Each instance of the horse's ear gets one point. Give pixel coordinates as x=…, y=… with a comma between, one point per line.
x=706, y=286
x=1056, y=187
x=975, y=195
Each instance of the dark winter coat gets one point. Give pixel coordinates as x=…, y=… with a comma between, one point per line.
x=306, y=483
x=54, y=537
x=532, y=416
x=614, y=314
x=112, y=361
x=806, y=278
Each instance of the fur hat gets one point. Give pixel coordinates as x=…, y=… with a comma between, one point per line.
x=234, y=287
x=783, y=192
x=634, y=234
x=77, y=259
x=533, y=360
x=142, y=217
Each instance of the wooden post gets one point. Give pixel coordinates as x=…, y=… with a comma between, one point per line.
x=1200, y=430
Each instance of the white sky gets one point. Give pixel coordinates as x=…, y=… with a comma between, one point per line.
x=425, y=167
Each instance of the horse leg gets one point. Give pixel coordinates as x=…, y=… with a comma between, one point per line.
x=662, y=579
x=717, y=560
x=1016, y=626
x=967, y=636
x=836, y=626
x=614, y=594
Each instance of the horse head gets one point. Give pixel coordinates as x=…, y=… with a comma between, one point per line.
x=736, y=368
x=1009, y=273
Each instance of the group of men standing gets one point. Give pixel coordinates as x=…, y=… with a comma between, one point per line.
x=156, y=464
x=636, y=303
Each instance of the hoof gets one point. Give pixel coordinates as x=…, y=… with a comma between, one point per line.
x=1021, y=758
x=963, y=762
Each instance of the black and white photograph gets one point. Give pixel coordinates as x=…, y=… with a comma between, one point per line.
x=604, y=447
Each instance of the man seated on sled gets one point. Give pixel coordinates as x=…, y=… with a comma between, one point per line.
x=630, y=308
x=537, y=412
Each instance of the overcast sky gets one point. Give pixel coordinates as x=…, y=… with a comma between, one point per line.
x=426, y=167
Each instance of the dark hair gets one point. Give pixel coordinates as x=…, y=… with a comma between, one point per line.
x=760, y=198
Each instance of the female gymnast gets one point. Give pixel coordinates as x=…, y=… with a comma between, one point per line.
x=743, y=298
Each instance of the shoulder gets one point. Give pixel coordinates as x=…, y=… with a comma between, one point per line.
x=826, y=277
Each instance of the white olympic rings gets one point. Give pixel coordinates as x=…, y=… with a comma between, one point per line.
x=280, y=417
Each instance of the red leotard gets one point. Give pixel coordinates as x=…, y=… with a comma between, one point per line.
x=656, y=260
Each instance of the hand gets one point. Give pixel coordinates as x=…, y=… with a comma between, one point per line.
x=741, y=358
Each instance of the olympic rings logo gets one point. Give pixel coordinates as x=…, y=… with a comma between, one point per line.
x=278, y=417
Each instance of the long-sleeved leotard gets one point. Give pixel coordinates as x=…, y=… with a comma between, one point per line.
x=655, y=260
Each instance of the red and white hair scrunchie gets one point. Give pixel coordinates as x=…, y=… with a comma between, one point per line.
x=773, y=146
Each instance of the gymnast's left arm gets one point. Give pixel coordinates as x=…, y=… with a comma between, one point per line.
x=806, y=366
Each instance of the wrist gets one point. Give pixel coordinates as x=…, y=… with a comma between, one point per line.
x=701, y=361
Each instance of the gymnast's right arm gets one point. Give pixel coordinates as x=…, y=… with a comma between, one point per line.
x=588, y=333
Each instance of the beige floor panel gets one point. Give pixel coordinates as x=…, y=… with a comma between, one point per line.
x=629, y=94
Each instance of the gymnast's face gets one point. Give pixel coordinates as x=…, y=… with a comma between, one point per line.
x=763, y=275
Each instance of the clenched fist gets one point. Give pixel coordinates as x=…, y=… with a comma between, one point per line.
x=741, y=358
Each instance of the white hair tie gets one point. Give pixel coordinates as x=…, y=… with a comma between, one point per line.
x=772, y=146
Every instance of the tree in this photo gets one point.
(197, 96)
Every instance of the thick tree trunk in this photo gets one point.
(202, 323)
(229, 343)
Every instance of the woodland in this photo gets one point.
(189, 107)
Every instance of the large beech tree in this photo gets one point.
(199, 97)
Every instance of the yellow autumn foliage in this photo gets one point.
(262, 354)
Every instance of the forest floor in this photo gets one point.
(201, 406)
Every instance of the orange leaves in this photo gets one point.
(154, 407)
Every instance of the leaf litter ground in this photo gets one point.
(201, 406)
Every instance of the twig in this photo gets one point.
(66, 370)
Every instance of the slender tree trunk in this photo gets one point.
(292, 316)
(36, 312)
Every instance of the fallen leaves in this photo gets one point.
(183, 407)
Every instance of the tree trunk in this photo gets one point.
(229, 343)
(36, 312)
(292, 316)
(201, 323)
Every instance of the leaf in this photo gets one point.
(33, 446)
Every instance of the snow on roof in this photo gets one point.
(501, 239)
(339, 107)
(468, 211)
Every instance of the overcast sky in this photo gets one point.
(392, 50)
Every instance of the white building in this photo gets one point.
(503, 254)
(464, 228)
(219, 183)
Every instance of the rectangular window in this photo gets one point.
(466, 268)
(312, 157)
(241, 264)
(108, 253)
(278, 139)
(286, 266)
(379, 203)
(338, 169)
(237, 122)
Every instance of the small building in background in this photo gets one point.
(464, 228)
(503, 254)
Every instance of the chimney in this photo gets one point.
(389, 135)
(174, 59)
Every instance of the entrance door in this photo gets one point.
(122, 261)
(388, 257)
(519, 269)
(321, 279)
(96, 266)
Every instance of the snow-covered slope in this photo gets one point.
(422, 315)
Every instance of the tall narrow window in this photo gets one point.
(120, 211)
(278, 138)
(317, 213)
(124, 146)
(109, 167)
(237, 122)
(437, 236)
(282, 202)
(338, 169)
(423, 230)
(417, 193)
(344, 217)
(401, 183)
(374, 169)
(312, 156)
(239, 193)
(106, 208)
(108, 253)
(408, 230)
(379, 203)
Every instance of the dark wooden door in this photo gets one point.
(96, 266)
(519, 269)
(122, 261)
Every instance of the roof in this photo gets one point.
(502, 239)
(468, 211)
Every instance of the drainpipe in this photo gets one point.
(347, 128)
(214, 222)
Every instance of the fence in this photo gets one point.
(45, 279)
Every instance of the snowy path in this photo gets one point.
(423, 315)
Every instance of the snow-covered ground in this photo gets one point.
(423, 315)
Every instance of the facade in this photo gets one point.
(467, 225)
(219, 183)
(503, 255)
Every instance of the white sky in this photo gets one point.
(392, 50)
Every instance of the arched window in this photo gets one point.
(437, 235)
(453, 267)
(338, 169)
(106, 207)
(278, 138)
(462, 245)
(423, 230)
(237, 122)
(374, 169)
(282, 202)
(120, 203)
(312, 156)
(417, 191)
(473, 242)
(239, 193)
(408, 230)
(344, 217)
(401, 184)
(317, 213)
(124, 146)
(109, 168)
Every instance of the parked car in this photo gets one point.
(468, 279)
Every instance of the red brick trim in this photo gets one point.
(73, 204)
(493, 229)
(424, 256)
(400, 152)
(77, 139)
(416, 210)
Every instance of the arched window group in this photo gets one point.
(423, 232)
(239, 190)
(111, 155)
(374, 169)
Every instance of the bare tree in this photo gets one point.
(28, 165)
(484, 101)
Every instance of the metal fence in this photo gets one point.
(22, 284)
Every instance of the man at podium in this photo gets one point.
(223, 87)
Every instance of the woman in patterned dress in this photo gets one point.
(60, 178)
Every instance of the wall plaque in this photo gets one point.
- - - -
_EXERCISE GOAL_. Rewrite the records from the line with "Each instance of the group" to the line with "x=656, y=260" as a numbered list. Include both of those lines and leave out any blank lines.

_THE RESULT_.
1. Each instance of the group of men standing gets one point. Give pixel coordinates as x=…, y=… with a comma between, one point per line.
2. x=156, y=464
3. x=636, y=303
4. Each instance of the hoof gets one point. Give pixel coordinates as x=…, y=… with a comma between, one point per line.
5. x=1021, y=758
6. x=963, y=762
7. Each instance of the black and white photograph gets one point. Give pixel coordinates as x=…, y=… with a comma between, one point per line.
8. x=604, y=447
9. Each instance of the man seated on sled gets one point. Give pixel coordinates as x=…, y=… with a comma between, one point per line.
10. x=630, y=308
11. x=537, y=412
12. Each instance of the overcast sky gets one point. Give pixel coordinates as x=…, y=… with a comma between, one point per line.
13. x=426, y=167
14. Each instance of the dark hair gets one point. Give pixel coordinates as x=…, y=… with a comma between, one point per line.
15. x=760, y=198
16. Each instance of the female gymnast gets one point. Give pixel coordinates as x=…, y=… with a comma between, one point per line.
17. x=743, y=298
18. Each instance of the shoulder gets one point. Give pixel coordinates as x=…, y=… with a comma between, one point per line.
19. x=826, y=277
20. Each instance of the white olympic rings gets one point. Give pixel coordinates as x=…, y=… with a comma between, one point per line.
21. x=280, y=417
22. Each instance of the red leotard gets one point. Give pixel coordinates as x=…, y=… with a comma between, one point per line.
23. x=656, y=260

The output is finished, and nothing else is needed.